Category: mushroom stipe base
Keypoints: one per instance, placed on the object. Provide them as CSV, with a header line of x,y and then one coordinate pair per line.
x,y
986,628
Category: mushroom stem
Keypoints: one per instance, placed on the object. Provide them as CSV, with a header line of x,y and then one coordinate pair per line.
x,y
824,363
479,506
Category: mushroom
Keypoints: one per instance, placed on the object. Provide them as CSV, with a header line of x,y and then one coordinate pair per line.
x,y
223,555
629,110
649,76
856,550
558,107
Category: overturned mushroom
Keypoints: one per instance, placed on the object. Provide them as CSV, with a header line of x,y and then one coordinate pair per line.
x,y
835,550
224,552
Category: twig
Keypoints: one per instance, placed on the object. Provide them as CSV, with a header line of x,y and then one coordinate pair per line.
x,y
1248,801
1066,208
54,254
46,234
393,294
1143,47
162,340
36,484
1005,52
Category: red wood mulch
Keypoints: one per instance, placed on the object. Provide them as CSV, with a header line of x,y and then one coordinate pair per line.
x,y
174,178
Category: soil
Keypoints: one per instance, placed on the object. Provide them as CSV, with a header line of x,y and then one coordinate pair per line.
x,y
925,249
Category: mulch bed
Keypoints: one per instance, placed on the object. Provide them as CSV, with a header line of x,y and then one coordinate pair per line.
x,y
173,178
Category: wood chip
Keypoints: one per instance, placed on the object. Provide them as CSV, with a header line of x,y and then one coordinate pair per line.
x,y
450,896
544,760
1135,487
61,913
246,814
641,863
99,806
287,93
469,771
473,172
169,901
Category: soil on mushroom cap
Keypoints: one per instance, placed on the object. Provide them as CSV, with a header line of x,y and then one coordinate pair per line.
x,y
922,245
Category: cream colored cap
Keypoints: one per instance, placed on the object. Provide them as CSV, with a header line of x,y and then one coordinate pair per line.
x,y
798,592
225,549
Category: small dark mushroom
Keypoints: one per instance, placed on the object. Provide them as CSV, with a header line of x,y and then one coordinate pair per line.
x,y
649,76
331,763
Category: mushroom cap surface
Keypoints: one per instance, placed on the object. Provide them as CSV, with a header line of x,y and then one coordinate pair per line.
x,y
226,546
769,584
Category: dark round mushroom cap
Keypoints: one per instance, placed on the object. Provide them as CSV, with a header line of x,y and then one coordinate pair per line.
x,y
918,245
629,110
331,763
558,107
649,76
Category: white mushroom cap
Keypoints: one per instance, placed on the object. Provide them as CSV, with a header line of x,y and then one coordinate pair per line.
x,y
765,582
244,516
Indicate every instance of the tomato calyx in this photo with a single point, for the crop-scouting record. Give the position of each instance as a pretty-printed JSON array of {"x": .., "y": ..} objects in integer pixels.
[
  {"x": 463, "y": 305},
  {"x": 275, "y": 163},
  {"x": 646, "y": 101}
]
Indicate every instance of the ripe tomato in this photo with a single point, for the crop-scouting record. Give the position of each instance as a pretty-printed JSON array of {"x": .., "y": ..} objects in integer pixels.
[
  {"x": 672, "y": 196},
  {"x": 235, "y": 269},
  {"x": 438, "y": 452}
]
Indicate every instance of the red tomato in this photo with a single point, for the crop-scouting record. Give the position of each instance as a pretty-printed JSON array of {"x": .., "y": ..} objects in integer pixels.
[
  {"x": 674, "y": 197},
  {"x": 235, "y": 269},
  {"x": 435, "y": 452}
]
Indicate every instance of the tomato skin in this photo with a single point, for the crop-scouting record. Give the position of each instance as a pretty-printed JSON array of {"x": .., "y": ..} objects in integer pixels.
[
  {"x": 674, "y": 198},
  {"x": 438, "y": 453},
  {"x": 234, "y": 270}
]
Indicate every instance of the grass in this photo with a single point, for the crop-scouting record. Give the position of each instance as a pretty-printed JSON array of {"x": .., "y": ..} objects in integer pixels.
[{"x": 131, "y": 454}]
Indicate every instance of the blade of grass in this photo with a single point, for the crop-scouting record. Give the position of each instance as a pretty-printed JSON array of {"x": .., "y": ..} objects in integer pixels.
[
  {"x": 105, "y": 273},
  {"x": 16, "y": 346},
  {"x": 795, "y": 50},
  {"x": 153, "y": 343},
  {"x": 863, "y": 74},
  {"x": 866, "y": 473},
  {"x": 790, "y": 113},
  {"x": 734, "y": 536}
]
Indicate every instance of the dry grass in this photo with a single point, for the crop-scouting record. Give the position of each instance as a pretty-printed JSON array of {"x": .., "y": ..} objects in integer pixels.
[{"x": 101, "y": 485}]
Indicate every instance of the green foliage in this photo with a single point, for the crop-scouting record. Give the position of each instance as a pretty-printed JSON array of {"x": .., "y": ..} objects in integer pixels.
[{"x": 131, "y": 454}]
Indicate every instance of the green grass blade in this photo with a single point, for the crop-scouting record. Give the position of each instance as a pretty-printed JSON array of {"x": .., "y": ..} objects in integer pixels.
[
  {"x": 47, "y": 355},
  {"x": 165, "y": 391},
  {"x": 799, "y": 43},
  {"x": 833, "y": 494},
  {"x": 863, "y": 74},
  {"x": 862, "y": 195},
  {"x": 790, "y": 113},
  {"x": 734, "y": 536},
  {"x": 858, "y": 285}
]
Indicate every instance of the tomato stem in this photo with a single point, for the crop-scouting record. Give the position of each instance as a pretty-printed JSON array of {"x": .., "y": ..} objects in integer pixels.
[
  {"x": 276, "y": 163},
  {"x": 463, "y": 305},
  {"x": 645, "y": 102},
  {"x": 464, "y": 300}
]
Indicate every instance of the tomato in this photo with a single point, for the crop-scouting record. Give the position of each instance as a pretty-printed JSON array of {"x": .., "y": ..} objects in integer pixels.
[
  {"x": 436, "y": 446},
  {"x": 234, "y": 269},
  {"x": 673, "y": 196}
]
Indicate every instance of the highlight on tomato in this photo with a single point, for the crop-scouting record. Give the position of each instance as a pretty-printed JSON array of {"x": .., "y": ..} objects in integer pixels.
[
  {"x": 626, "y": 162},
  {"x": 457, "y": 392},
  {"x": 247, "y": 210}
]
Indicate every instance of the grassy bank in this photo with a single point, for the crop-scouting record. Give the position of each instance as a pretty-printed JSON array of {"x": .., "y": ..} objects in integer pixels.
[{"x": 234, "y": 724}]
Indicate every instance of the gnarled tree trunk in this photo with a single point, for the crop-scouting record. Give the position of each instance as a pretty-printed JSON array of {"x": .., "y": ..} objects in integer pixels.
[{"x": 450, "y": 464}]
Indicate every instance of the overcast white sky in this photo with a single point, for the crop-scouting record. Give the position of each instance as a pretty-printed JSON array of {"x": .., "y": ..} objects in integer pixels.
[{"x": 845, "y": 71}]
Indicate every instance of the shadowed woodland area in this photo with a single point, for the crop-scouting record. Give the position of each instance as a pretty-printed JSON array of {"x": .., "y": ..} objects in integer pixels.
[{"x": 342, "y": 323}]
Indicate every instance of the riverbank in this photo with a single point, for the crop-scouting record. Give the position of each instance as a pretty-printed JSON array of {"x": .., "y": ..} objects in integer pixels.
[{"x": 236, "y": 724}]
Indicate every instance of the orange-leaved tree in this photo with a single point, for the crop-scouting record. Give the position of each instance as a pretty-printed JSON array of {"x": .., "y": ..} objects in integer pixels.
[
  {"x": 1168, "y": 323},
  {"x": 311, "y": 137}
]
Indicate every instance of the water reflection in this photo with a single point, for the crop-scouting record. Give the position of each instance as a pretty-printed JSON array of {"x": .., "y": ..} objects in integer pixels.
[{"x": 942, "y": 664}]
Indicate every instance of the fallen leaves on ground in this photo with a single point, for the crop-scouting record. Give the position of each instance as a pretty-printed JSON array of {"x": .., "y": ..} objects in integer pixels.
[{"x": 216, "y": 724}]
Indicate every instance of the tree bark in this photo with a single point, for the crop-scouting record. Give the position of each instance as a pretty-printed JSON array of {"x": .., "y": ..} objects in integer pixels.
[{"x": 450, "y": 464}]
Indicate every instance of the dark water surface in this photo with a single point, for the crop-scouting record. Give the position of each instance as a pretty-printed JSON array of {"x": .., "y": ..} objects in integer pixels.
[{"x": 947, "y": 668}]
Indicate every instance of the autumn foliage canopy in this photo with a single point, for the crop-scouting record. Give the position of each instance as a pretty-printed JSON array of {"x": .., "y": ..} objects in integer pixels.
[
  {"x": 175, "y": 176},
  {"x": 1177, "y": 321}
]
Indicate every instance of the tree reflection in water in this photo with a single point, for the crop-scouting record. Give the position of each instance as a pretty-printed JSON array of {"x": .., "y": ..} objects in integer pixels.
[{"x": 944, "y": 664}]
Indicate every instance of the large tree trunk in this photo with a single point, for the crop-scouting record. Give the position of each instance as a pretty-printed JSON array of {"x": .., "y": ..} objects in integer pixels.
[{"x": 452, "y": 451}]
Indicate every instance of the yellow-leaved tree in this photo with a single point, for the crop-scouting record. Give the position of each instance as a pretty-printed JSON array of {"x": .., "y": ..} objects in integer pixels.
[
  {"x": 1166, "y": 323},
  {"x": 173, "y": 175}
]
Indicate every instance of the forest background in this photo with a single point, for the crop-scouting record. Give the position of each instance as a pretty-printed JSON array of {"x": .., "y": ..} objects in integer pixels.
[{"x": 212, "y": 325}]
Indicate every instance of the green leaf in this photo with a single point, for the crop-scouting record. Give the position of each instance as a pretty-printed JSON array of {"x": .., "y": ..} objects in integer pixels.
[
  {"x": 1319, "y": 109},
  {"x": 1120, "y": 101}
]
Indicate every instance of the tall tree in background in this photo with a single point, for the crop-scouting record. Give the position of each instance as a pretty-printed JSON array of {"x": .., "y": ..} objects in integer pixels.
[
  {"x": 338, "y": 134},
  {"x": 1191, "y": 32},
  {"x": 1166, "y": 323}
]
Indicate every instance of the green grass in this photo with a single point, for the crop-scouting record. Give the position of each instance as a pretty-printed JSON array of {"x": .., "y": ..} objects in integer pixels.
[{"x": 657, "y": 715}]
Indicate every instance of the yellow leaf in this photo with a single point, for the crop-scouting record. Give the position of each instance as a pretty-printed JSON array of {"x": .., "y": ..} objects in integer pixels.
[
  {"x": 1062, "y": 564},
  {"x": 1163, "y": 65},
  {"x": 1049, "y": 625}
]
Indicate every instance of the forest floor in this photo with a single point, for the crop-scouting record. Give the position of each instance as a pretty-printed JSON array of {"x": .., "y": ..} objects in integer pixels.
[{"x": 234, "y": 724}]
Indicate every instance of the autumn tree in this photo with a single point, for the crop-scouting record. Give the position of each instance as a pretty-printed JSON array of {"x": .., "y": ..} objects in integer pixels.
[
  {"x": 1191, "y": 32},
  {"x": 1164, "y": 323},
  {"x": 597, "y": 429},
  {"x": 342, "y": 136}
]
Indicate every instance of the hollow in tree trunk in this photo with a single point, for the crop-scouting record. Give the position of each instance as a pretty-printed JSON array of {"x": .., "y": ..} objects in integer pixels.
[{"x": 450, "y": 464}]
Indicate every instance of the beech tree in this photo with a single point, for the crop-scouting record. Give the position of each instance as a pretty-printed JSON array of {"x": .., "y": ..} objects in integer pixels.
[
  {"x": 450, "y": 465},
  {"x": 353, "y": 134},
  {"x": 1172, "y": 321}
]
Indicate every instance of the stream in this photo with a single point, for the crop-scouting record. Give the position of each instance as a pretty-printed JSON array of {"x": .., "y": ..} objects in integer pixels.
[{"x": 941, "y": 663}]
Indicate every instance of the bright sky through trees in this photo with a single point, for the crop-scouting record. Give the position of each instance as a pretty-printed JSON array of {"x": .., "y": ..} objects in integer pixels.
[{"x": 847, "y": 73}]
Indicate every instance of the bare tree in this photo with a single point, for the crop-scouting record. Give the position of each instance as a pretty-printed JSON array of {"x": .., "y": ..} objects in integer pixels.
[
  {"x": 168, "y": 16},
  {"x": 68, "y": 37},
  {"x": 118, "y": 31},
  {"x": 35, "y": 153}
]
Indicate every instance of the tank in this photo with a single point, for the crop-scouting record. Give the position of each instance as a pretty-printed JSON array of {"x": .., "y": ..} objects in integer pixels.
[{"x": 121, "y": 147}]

#### What this task involves:
"Category: twig" marks the last line to print; print everything from the first line of the data through that line, unchanged, and nothing more.

#### Expected output:
Category: mushroom stipe base
Keypoints: one per instance, placed on the object. Provide them as CSV, with a header line of x,y and then one coordinate pair per line.
x,y
986,628
Category: mushroom stem
Keypoints: one per instance, placed on the object. Provide them as CSV, with a header line of x,y and then one coordinate pair per line.
x,y
824,363
479,506
Category: mushroom
Keypoints: one per instance, placed on the object. Provide them as CSV, with a header line of x,y and then one coordinate pair per line.
x,y
223,555
629,110
649,76
856,550
558,107
Category: overturned mushroom
Keypoints: one per instance, placed on the object. Provide them as CSV, with a header line of x,y and then one coordinate pair per line.
x,y
835,550
224,552
Category: twig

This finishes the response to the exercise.